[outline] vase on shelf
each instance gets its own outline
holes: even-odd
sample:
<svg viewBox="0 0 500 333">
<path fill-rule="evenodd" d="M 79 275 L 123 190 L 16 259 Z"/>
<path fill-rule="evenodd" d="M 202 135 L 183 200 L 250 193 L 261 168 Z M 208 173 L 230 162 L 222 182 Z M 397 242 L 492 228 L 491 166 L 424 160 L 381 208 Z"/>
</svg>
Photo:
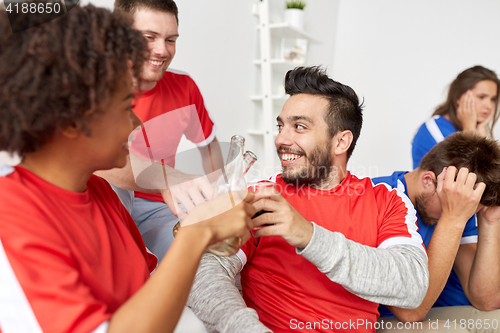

_WHAT TO DO:_ If a line of the records includes the string "evenodd", copy it out.

_YOUR RESPONSE:_
<path fill-rule="evenodd" d="M 79 275 L 123 190 L 16 259 Z"/>
<path fill-rule="evenodd" d="M 202 135 L 183 200 L 250 193 L 261 168 Z M 208 173 L 230 162 L 222 182 Z M 397 242 L 492 228 L 491 166 L 424 160 L 381 208 Z"/>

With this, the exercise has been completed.